** Data records follows **
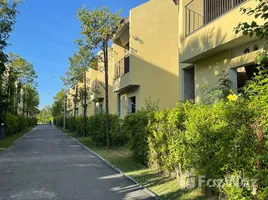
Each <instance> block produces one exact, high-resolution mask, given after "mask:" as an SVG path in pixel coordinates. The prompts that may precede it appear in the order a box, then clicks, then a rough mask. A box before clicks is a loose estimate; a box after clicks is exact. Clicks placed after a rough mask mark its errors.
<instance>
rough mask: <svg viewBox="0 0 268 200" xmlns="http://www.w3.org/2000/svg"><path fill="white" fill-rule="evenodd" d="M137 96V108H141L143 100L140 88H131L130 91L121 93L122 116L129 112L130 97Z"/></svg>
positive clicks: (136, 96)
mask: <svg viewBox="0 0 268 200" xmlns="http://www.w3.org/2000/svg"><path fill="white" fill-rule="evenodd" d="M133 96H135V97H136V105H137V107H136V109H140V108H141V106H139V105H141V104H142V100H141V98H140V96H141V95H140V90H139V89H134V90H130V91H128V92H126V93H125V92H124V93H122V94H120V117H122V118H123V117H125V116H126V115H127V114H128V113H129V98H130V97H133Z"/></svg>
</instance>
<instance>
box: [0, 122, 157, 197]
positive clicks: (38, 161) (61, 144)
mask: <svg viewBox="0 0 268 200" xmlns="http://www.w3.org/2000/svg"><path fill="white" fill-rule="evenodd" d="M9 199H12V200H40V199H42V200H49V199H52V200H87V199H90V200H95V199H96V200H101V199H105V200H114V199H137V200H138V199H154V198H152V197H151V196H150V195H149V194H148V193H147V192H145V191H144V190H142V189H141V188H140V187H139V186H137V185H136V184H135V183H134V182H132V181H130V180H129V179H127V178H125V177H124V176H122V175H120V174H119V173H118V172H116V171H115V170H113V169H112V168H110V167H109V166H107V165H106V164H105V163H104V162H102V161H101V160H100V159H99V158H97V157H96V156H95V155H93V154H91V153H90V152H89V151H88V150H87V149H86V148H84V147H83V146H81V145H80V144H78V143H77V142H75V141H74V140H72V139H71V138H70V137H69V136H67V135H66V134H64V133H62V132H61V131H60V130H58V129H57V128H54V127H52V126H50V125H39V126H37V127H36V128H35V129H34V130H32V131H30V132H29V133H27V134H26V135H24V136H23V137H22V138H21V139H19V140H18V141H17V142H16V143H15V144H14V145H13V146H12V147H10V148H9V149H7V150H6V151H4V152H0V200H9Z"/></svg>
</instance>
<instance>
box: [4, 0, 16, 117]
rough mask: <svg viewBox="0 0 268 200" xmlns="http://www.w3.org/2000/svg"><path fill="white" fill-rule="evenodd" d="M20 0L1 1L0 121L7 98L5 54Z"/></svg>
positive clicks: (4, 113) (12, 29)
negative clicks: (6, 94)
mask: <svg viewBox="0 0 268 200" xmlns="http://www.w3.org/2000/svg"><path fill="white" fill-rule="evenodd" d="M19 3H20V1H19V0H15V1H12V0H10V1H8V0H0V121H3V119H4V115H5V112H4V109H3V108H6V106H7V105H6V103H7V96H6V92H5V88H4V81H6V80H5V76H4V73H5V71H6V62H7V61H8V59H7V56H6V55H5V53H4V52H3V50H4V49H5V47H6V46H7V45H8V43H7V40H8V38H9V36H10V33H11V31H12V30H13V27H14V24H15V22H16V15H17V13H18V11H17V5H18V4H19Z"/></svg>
** End of Data records **
** Data records follows **
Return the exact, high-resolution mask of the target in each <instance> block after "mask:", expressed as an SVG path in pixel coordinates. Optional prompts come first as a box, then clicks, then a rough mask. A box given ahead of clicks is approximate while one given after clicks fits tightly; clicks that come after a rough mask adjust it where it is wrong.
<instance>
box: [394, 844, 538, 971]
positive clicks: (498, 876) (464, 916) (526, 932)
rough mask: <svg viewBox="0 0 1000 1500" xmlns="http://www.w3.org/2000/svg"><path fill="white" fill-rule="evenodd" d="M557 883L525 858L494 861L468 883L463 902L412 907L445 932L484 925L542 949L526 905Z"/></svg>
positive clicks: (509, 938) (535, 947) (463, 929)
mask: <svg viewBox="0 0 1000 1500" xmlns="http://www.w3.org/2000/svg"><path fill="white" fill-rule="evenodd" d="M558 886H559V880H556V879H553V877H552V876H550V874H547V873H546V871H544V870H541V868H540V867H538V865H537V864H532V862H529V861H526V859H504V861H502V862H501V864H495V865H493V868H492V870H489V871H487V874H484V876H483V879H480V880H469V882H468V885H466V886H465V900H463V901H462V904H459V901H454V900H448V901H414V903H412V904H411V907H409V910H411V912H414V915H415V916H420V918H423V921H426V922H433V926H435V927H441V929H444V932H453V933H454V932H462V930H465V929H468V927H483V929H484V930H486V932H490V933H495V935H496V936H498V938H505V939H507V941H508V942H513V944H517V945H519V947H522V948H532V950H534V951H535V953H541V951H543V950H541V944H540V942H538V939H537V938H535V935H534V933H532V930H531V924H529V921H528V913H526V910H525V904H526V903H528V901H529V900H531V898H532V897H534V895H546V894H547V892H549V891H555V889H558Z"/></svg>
** End of Data records **
### [Exercise brief]
Copy the lines word for word, starting at the line that contains "Each <instance> block produces" and ending at the line that contains "positive clicks: (136, 96)", with both of those lines included.

### [Your response]
Each <instance> block produces one exact, high-resolution mask, given after "mask:" as an SVG path in pixel coordinates. The prompts that may precede it appear in the order a box, then clicks, then a rough mask. A box before clicks is a loose estimate; a box after clicks is exact. Clicks placed after a rough mask mark its errors.
<instance>
rough mask: <svg viewBox="0 0 268 200" xmlns="http://www.w3.org/2000/svg"><path fill="white" fill-rule="evenodd" d="M137 96V108H141L143 100L140 88H131L130 91L121 93L122 116L129 112L130 97Z"/></svg>
positive clicks: (136, 96)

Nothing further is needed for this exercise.